> TASK REQUIREMENTS
Find "the tall tree" in the records that follow; print that line and each subsequent line through the last one, verbatim and with nothing added.

> DATA EXCERPTS
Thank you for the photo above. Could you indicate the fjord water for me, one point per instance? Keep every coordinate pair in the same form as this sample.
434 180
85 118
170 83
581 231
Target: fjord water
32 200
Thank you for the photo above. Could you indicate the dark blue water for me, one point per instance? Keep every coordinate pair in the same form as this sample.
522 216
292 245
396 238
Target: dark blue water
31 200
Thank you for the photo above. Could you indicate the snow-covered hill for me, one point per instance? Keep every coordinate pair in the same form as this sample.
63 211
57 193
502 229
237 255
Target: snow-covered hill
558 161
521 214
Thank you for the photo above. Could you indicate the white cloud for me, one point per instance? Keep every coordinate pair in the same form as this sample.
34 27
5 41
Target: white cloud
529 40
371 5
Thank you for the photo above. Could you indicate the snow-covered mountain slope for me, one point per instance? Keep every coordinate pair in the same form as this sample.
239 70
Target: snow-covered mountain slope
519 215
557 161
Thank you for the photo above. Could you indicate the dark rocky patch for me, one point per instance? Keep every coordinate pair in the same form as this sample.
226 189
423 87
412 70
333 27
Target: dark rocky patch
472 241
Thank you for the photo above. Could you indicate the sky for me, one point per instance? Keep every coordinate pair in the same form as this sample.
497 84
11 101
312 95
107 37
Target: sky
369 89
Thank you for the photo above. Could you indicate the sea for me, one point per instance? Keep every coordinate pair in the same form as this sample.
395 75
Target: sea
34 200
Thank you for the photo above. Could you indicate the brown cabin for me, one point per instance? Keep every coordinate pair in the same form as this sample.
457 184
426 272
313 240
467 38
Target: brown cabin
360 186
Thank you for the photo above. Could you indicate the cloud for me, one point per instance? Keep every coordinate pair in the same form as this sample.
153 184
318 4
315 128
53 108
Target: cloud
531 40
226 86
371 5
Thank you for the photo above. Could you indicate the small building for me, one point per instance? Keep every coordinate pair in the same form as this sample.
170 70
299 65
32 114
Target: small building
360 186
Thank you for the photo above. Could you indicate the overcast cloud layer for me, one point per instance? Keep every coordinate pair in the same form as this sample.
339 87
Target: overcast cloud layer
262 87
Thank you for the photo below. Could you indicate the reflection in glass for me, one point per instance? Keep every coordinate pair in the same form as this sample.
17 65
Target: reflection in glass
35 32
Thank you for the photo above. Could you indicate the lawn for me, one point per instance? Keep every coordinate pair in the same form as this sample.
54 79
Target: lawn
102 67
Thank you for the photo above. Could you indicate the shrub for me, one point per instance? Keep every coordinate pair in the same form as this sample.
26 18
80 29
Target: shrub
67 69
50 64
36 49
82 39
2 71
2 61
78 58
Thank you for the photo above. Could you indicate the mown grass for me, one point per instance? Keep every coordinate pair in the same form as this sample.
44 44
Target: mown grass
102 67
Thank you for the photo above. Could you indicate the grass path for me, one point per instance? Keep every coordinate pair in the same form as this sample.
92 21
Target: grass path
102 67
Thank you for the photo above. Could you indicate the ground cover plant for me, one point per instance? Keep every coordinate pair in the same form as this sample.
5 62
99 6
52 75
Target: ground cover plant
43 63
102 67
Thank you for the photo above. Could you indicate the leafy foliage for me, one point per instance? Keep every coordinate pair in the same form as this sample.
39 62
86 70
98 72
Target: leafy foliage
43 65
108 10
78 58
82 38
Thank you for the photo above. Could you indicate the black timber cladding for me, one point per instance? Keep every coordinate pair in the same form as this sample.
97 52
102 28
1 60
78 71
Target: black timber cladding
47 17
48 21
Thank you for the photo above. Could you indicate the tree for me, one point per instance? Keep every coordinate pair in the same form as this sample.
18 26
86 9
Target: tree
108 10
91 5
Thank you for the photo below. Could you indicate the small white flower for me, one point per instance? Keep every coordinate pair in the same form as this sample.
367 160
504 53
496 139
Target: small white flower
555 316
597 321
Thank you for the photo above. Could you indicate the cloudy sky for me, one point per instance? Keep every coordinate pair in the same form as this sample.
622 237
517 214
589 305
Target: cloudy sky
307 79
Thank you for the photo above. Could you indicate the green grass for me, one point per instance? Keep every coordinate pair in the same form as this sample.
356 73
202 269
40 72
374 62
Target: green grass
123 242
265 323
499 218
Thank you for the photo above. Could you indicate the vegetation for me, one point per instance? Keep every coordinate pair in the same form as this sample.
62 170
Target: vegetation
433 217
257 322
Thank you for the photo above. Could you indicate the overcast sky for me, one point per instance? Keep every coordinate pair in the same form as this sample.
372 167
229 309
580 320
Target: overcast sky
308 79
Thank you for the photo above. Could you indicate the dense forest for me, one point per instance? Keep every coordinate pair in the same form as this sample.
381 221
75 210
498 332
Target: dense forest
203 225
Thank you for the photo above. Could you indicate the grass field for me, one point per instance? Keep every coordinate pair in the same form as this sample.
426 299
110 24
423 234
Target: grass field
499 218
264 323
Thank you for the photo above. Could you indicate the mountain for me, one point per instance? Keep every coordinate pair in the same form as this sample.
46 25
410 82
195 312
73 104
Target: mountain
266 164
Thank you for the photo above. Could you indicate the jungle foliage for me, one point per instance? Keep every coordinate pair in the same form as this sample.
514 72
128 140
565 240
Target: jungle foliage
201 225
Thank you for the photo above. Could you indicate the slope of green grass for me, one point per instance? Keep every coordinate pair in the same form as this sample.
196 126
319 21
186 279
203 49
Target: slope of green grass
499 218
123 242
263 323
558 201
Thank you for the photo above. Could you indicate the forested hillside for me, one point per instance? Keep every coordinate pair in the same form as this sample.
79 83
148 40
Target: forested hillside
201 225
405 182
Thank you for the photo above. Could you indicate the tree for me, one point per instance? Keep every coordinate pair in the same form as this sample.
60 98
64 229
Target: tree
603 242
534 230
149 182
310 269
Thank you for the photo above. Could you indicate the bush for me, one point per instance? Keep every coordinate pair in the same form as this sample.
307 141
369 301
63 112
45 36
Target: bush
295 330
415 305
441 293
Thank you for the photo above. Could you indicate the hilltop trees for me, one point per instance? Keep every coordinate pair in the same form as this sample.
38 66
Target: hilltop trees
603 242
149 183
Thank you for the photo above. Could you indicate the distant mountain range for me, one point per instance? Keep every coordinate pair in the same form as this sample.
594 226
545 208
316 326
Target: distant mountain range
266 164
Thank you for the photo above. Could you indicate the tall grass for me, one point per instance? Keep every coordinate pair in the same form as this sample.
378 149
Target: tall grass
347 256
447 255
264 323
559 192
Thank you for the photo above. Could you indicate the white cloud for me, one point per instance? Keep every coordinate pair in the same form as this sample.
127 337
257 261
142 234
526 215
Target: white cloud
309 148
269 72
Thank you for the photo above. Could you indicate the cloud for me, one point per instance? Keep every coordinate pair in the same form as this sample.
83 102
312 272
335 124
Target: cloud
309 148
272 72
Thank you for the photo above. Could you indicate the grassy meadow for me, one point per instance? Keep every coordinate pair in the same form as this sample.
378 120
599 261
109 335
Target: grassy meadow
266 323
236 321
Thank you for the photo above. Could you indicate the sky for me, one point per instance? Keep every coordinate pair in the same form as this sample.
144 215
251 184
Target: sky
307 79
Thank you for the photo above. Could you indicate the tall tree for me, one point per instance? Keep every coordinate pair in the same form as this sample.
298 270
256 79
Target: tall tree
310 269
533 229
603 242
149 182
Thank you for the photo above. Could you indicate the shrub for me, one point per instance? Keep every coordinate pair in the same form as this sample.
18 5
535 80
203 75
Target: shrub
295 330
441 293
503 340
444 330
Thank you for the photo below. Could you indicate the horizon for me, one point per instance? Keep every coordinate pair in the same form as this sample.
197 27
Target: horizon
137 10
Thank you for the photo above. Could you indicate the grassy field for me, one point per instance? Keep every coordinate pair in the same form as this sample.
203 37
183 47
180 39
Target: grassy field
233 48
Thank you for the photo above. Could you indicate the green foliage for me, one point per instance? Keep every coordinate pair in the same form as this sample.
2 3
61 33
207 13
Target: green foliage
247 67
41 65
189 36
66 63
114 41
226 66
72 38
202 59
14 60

> TASK OUTPUT
Thank you for the photo above. Could you indicate the tall tree for me, one point per instance? Keep every coordinate pair in the same form as this sample.
298 270
256 79
Target: tall tree
310 269
533 229
603 242
149 182
Thank you for the photo above. Could you indicate the shrub for me, one point per instance? Keep every coordinate pair in the same form as this sample.
18 5
535 80
203 75
Target: shrub
295 330
441 293
503 340
444 330
Thank you for the photo below. Could you indicate the horizon for me, one point per instance? Keep every coordinate pair in the same form as this sample.
197 27
Target: horizon
137 10
Thank you for the photo above. Could you indicate the grassy field for me, one point per instance? Keep every coordinate pair in the same form as this sample.
203 37
183 47
180 39
Target: grassy field
233 48
Thank you for the photo above. Could you indicate the green foliage for me, one point per instance? Keep every coordinate pair in the same form as this sample.
2 3
61 33
207 13
Target: green foliage
247 67
41 65
189 36
66 63
114 41
226 66
72 38
202 59
14 60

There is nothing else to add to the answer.